▶ [EXCERPTED DATA]:
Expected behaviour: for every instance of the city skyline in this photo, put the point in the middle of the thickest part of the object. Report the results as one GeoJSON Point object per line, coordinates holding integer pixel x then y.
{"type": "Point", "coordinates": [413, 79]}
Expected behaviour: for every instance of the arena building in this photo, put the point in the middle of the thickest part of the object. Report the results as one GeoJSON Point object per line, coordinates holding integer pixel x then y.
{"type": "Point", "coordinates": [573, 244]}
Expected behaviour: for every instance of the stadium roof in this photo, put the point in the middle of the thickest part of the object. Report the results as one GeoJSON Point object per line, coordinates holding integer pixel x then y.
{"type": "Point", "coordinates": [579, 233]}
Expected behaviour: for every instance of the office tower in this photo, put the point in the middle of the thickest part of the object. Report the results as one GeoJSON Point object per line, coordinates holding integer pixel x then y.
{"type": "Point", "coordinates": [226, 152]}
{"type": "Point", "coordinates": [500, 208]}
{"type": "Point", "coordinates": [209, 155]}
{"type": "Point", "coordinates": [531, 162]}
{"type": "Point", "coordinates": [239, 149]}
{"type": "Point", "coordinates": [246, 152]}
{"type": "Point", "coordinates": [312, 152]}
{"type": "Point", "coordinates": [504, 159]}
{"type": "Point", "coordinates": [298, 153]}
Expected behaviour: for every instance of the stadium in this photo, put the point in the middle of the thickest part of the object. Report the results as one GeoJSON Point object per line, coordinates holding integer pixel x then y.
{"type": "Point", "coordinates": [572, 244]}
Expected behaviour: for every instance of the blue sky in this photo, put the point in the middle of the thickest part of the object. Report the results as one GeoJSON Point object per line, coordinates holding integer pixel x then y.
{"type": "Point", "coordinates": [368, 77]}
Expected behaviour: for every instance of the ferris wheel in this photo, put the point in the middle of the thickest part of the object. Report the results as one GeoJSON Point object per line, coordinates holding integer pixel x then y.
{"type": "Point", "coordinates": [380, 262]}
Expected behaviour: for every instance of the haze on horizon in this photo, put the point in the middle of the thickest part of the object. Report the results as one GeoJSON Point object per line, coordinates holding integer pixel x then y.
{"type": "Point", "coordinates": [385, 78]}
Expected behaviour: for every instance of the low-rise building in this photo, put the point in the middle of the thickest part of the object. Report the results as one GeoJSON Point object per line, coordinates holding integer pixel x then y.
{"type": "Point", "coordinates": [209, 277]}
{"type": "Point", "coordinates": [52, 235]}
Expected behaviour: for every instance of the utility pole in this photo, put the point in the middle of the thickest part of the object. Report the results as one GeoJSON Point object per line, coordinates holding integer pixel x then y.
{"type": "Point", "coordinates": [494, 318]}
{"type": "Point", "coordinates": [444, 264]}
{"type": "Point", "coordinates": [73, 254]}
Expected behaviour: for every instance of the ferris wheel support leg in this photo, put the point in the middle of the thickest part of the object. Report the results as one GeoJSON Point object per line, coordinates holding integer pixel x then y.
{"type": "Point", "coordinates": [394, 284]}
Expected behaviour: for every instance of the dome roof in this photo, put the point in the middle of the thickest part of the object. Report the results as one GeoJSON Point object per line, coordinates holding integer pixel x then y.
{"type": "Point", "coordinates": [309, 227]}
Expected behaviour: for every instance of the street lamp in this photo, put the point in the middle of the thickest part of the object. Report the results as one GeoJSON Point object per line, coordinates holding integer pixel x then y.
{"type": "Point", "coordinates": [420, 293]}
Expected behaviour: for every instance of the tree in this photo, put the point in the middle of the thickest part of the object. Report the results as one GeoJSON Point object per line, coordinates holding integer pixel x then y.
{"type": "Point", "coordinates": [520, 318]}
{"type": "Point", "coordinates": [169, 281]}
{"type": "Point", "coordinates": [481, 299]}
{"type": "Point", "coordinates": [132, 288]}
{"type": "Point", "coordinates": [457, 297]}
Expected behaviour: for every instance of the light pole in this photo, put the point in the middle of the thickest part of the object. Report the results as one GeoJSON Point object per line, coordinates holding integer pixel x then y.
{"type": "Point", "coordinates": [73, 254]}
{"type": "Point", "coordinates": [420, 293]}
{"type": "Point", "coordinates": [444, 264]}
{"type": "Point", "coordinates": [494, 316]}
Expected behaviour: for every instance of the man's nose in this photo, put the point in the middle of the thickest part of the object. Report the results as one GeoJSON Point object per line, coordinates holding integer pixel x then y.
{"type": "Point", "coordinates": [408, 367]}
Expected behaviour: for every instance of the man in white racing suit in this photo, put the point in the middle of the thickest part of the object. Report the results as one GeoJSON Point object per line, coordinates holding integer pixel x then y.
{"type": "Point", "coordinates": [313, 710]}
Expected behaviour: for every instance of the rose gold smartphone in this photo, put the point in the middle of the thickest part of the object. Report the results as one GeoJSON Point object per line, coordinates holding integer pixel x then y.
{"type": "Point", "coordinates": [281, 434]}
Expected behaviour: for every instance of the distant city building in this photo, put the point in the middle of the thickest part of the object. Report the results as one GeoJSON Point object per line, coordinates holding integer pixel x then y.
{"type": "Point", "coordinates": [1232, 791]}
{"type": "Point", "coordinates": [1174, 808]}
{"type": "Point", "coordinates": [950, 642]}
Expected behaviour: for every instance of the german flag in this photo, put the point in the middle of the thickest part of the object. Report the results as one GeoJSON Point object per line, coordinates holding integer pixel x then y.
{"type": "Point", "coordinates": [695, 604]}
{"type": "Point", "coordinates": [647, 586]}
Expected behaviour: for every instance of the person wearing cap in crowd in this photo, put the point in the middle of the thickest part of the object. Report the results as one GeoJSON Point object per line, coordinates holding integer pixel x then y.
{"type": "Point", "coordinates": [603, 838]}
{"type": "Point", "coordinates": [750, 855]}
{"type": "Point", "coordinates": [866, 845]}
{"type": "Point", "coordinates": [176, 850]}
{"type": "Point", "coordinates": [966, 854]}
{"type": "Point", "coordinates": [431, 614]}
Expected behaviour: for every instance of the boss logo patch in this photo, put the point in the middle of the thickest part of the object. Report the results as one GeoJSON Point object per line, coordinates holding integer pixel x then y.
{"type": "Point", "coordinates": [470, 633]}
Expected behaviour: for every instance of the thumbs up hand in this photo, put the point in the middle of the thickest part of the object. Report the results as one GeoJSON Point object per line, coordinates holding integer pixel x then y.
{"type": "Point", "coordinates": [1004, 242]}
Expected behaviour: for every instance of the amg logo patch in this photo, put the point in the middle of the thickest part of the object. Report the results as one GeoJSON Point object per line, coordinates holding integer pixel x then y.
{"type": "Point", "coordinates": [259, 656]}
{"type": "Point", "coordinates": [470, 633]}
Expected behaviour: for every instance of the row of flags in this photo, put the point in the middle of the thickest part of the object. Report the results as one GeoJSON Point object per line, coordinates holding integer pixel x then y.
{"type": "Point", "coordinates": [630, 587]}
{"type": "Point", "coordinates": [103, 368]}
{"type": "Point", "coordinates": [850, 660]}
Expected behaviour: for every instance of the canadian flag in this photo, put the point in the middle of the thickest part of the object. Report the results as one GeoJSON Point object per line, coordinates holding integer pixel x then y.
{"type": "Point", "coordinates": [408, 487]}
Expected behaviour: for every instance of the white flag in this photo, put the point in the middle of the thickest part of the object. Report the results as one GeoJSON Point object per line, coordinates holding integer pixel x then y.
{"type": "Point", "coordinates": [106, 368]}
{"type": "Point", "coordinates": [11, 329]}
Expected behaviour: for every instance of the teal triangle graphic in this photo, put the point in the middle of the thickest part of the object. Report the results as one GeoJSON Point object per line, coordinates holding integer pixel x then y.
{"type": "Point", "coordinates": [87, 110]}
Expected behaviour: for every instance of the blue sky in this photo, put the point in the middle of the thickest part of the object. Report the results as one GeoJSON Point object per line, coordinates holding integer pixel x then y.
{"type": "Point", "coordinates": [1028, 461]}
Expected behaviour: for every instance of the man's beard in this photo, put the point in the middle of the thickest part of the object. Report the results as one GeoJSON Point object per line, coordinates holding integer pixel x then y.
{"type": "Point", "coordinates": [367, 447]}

▶ [EXERCISE]: Reproduce the listing above exactly from the line containing "Expected behaviour: for every instance of the canadian" through its last line, with both of those lines included.

▶ [PROBLEM SOLUTION]:
Expected behaviour: for every instance of the canadian flag in this photo, put the point in the middle of the thickest part of the object. Report the results as one GeoJSON Point object per line, coordinates holding integer pixel x then y.
{"type": "Point", "coordinates": [408, 487]}
Expected behaviour: for every instance of the white flag in this photo, put the point in the middle of the thickest part of the object. Report the results as one GeoJSON Point object per line, coordinates holding integer pixel x then y.
{"type": "Point", "coordinates": [106, 368]}
{"type": "Point", "coordinates": [11, 329]}
Expected behaviour: for every instance of the teal triangle graphic in this photo, put the point in the middle of the thickest part of the object. Report the results as one GeoJSON Point object per line, coordinates holding integer pixel x then y.
{"type": "Point", "coordinates": [87, 110]}
Expected behaviour: for every instance of the blue sky in this photo, put the point in the middle of the thickest part of the object. Report the results as one GeoJSON Point object per line, coordinates holding integer pixel x then y.
{"type": "Point", "coordinates": [1028, 461]}
Expected behaviour: for every instance of the man's beard in this photo, put the point in the middle of the thickest part of the object. Report the results as one GeoJSON Point object per line, coordinates holding integer pixel x then y.
{"type": "Point", "coordinates": [367, 447]}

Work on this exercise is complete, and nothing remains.